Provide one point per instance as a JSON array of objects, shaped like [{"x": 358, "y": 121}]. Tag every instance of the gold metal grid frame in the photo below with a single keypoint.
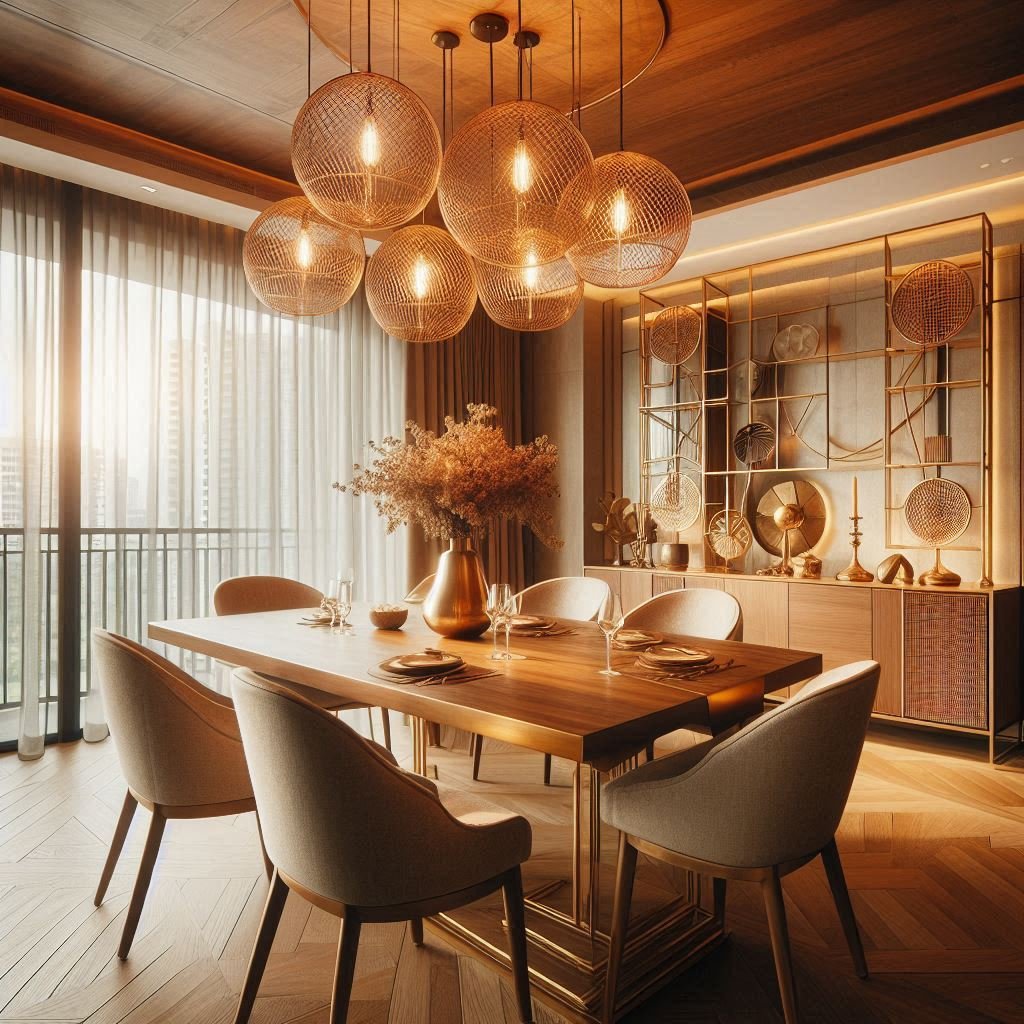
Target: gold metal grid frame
[
  {"x": 420, "y": 285},
  {"x": 517, "y": 184},
  {"x": 639, "y": 226},
  {"x": 300, "y": 263},
  {"x": 933, "y": 303},
  {"x": 366, "y": 151}
]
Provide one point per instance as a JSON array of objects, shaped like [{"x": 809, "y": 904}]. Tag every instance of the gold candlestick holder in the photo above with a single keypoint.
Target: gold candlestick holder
[{"x": 855, "y": 572}]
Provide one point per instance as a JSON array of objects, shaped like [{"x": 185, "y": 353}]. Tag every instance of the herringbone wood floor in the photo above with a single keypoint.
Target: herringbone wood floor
[{"x": 933, "y": 844}]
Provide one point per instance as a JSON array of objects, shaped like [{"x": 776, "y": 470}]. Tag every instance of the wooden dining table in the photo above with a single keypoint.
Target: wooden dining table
[{"x": 554, "y": 700}]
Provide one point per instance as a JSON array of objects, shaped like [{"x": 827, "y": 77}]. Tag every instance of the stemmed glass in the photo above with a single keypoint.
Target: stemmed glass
[{"x": 610, "y": 623}]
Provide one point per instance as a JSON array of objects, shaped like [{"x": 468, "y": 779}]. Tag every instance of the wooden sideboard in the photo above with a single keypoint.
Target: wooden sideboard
[{"x": 950, "y": 658}]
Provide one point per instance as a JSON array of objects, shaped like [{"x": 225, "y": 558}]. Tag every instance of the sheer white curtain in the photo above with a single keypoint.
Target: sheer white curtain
[
  {"x": 30, "y": 303},
  {"x": 213, "y": 429}
]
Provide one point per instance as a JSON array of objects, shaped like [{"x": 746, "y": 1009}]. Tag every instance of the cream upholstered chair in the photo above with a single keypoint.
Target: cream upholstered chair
[
  {"x": 179, "y": 750},
  {"x": 240, "y": 595},
  {"x": 696, "y": 612},
  {"x": 359, "y": 838},
  {"x": 754, "y": 806},
  {"x": 583, "y": 598}
]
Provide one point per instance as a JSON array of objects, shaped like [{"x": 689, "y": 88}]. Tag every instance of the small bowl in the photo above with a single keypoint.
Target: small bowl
[{"x": 388, "y": 619}]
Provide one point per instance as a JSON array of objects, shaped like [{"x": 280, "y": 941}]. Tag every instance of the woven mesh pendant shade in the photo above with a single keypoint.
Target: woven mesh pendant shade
[
  {"x": 536, "y": 298},
  {"x": 639, "y": 226},
  {"x": 516, "y": 184},
  {"x": 366, "y": 151},
  {"x": 420, "y": 285},
  {"x": 300, "y": 263}
]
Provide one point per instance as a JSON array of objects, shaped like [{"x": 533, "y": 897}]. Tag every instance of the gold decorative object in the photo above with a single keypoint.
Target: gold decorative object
[
  {"x": 933, "y": 303},
  {"x": 754, "y": 442},
  {"x": 803, "y": 535},
  {"x": 729, "y": 537},
  {"x": 937, "y": 512},
  {"x": 299, "y": 263},
  {"x": 855, "y": 572},
  {"x": 675, "y": 334},
  {"x": 517, "y": 184},
  {"x": 420, "y": 285},
  {"x": 639, "y": 226},
  {"x": 895, "y": 567},
  {"x": 676, "y": 503},
  {"x": 366, "y": 151},
  {"x": 530, "y": 298}
]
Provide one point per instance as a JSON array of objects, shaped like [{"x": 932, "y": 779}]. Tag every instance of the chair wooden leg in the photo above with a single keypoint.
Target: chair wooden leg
[
  {"x": 477, "y": 752},
  {"x": 348, "y": 946},
  {"x": 142, "y": 880},
  {"x": 261, "y": 947},
  {"x": 837, "y": 882},
  {"x": 771, "y": 889},
  {"x": 515, "y": 914},
  {"x": 620, "y": 922},
  {"x": 117, "y": 845}
]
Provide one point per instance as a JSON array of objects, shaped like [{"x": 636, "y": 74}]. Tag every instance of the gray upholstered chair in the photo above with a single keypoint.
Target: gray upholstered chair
[
  {"x": 756, "y": 805},
  {"x": 699, "y": 611},
  {"x": 241, "y": 595},
  {"x": 359, "y": 838},
  {"x": 179, "y": 750},
  {"x": 583, "y": 598}
]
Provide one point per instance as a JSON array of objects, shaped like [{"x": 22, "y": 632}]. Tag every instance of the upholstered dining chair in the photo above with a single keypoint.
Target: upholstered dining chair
[
  {"x": 359, "y": 838},
  {"x": 179, "y": 749},
  {"x": 756, "y": 806},
  {"x": 583, "y": 598},
  {"x": 696, "y": 612},
  {"x": 240, "y": 595}
]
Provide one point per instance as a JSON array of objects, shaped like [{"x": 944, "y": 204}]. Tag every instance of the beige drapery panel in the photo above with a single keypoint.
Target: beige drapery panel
[{"x": 479, "y": 365}]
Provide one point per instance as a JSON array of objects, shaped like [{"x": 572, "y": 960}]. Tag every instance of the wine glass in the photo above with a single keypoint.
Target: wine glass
[
  {"x": 610, "y": 623},
  {"x": 499, "y": 596}
]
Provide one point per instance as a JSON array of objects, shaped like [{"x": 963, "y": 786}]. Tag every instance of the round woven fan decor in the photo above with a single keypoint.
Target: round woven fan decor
[
  {"x": 933, "y": 303},
  {"x": 675, "y": 334},
  {"x": 366, "y": 151},
  {"x": 676, "y": 503},
  {"x": 420, "y": 285},
  {"x": 639, "y": 226},
  {"x": 802, "y": 495},
  {"x": 534, "y": 298},
  {"x": 937, "y": 511},
  {"x": 517, "y": 184},
  {"x": 299, "y": 263}
]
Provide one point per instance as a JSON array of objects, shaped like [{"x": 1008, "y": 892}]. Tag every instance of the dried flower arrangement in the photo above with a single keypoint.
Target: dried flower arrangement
[{"x": 457, "y": 483}]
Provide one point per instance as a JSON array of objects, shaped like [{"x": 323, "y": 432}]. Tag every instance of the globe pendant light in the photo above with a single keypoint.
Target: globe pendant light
[
  {"x": 516, "y": 180},
  {"x": 366, "y": 150},
  {"x": 535, "y": 297},
  {"x": 641, "y": 217},
  {"x": 298, "y": 262}
]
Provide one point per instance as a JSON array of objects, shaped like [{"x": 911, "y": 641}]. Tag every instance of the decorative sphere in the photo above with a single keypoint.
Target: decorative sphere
[
  {"x": 366, "y": 151},
  {"x": 300, "y": 263},
  {"x": 516, "y": 184}
]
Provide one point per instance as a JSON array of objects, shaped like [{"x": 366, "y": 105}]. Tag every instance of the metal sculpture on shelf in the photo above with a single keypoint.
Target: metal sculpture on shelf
[
  {"x": 933, "y": 303},
  {"x": 938, "y": 511}
]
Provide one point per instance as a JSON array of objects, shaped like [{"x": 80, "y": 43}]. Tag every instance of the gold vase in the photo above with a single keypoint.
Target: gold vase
[{"x": 457, "y": 603}]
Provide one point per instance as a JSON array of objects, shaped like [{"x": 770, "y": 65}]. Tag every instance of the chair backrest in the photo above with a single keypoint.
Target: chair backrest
[
  {"x": 696, "y": 612},
  {"x": 178, "y": 742},
  {"x": 775, "y": 791},
  {"x": 583, "y": 598},
  {"x": 242, "y": 594},
  {"x": 419, "y": 593},
  {"x": 338, "y": 817}
]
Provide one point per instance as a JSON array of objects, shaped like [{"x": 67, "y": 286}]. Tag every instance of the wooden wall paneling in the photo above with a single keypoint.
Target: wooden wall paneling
[{"x": 887, "y": 648}]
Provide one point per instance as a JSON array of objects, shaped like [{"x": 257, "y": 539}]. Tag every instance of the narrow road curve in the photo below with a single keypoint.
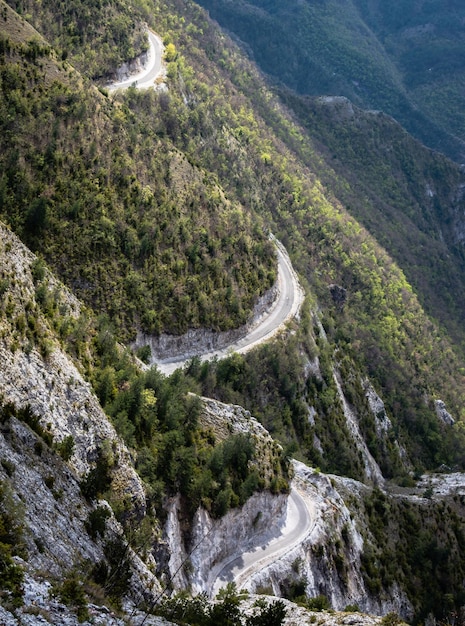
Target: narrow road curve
[
  {"x": 150, "y": 72},
  {"x": 299, "y": 523},
  {"x": 284, "y": 308}
]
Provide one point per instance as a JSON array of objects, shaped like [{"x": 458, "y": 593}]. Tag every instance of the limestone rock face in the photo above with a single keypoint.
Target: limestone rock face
[
  {"x": 443, "y": 414},
  {"x": 47, "y": 384}
]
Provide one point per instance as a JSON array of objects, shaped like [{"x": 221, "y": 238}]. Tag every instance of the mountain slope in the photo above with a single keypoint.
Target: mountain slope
[
  {"x": 365, "y": 52},
  {"x": 77, "y": 167},
  {"x": 155, "y": 208}
]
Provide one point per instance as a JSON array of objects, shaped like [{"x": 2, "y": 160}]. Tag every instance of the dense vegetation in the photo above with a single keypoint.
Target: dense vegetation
[
  {"x": 155, "y": 207},
  {"x": 98, "y": 37},
  {"x": 421, "y": 544},
  {"x": 406, "y": 60},
  {"x": 160, "y": 248}
]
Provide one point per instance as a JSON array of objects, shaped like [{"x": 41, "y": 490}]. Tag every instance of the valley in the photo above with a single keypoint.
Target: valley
[{"x": 187, "y": 401}]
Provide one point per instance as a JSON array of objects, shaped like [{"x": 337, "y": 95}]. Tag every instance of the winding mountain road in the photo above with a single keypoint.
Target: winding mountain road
[
  {"x": 290, "y": 297},
  {"x": 153, "y": 68},
  {"x": 284, "y": 308},
  {"x": 299, "y": 523},
  {"x": 290, "y": 293}
]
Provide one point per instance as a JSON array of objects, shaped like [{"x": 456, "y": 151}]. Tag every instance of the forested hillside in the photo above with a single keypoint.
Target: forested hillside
[
  {"x": 154, "y": 207},
  {"x": 405, "y": 58}
]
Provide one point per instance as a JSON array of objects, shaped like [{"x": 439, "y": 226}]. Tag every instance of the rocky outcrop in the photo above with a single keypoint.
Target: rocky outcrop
[
  {"x": 328, "y": 561},
  {"x": 47, "y": 386},
  {"x": 199, "y": 341},
  {"x": 443, "y": 414}
]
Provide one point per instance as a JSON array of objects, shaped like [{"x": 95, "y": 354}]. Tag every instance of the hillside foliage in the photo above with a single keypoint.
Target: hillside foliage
[{"x": 155, "y": 207}]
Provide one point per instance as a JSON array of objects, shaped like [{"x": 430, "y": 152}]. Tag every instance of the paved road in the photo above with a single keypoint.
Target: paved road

§ §

• Task instructions: Can you extract, verbatim, the stretch of lines from the one containing "of the valley" through the final line?

• Exercise result:
Provide one point per instance as a JSON array of objects, shaped like [{"x": 41, "y": 490}]. Tag every instance of the valley in the photo above with a single keypoint.
Target: valley
[{"x": 187, "y": 401}]
Provide one point per instance as a JSON array of objects, shaped like [{"x": 337, "y": 95}]. Tag every instance of the winding mountain road in the photo above with a single keypoint.
Target: winding mountain road
[
  {"x": 290, "y": 297},
  {"x": 153, "y": 68},
  {"x": 284, "y": 308},
  {"x": 299, "y": 523},
  {"x": 290, "y": 293}
]
Provide one point per instance as a JSON array of objects, shaped like [{"x": 456, "y": 151}]. Tag every instance of the forested hillside in the photo above with a single keypoint.
Target: forested hillside
[
  {"x": 154, "y": 207},
  {"x": 405, "y": 58}
]
Provide one point per instance as a JSON array of objects, shaped like [{"x": 439, "y": 226}]. Tag every instance of the rocky outcrop in the photo above with a single keypoint.
Target: rocky outcrop
[
  {"x": 328, "y": 561},
  {"x": 47, "y": 386},
  {"x": 199, "y": 341},
  {"x": 443, "y": 414}
]
Provide one point per instance as a JSON array of objects, shaped like [{"x": 95, "y": 354}]. Tag every instance of the hillside foliage in the photo above with a single keypoint.
Target: hillside foliage
[{"x": 155, "y": 207}]
Provide one point per instance as a JSON array of objects, shaped like [{"x": 430, "y": 152}]. Tag every instance of the paved road in the photo above with a single keypoint.
Target: paved road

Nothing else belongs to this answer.